### Page excerpt

++++++++++

MASILab / 3DUX-Net

238 stars 33 forks source link

I ran across cuda out of memory when validating #46

Open uto-lt opened 11 months ago

uto-lt commented 11 months ago

Hello, Thanks for your excellent work, and I am interested in your work very much. It goes well when I use the public dataset that you use in the code. But when I trained with my own dataset, which is a big one and the resolution of the images is also high, it arose the following error.

Traceback (most recent call last):
  File "/home/lt/Desktop/FLARE23_code/3DUX-Net-main/main_finetune_pal.py", line 328, in <module>
    global_step, dice_val_best, global_step_best = train(
  File "/home/lt/Desktop/FLARE23_code/3DUX-Net-main/main_finetune_pal.py", line 288, in train
    dice_val = validation(epoch_iterator_val)
  File "/home/lt/Desktop/FLARE23_code/3DUX-Net-main/main_finetune_pal.py", line 245, in validation
    val_output_convert = [
  File "/home/lt/Desktop/FLARE23_code/3DUX-Net-main/main_finetune_pal.py", line 246, in <listcomp>
    post_pred(val_pred_tensor) for val_pred_tensor in val_outputs_list
  File "/home/lt/anaconda3/envs/lt_python39/lib/python3.9/site-packages/monai/utils/deprecate_utils.py", line 217, in _wrapper
    return func(*args, **kwargs)

++++++++++

### Recorded data
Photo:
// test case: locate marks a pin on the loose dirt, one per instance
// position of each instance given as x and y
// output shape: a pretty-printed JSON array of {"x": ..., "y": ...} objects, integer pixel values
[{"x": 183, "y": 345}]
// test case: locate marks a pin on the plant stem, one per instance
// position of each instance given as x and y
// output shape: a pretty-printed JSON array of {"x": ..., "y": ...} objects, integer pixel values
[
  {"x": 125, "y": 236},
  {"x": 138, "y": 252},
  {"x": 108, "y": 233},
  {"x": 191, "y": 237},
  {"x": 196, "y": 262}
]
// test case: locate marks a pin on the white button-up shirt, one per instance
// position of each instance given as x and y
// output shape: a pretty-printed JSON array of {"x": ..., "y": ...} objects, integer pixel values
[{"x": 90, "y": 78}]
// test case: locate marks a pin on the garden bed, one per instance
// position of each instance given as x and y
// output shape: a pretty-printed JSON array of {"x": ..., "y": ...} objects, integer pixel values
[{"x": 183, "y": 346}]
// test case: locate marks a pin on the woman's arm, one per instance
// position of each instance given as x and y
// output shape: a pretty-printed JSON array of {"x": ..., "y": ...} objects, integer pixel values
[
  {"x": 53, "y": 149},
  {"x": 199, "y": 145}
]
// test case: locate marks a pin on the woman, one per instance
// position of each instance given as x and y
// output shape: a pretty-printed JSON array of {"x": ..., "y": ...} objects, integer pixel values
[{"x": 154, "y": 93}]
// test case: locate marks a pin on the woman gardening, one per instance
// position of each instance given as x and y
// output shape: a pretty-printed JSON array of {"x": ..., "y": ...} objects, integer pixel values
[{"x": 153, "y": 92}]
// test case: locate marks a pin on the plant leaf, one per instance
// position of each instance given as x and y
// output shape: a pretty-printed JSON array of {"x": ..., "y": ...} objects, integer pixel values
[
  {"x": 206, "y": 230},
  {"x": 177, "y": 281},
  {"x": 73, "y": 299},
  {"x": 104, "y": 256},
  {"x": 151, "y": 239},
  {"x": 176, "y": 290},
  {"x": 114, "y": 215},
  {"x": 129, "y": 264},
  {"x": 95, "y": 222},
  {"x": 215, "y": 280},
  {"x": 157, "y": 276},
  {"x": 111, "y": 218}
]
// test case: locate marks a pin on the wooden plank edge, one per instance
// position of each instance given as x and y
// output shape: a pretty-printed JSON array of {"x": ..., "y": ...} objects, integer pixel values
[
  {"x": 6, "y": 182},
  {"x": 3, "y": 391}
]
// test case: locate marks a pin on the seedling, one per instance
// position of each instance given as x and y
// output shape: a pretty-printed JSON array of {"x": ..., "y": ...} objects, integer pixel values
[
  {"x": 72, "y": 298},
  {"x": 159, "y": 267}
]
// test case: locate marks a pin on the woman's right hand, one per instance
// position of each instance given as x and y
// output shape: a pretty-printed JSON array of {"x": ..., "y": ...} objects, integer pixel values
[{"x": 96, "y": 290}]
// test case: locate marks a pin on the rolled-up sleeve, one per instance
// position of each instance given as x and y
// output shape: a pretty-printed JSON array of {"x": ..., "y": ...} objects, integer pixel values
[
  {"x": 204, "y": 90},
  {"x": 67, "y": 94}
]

++++++++++

### Task set
A. From the issue post, return the passage starting at "Open uto-lt opened" and ending at "dice_val = validation(epoch_iterator_val)".
B. Summarize the issue post in two sentences.

### Responses to the tasks
A.
Open uto-lt opened 11 months ago

uto-lt commented 11 months ago

Hello, Thanks for your excellent work, and I am interested in your work very much. It goes well when I use the public dataset that you use in the code. But when I trained with my own dataset, which is a big one and the resolution of the images is also high, it arose the following error.

Traceback (most recent call last):
  File "/home/lt/Desktop/FLARE23_code/3DUX-Net-main/main_finetune_pal.py", line 328, in <module>
    global_step, dice_val_best, global_step_best = train(
  File "/home/lt/Desktop/FLARE23_code/3DUX-Net-main/main_finetune_pal.py", line 288, in train
    dice_val = validation(epoch_iterator_val)

B. In issue #46 of the MASILab 3DUX-Net repository, a user reports running out of CUDA memory during validation. Training worked with the public dataset used in the code, but the error arose with the user's own large, high-resolution dataset, and the posted traceback passes through the validation function in main_finetune_pal.py.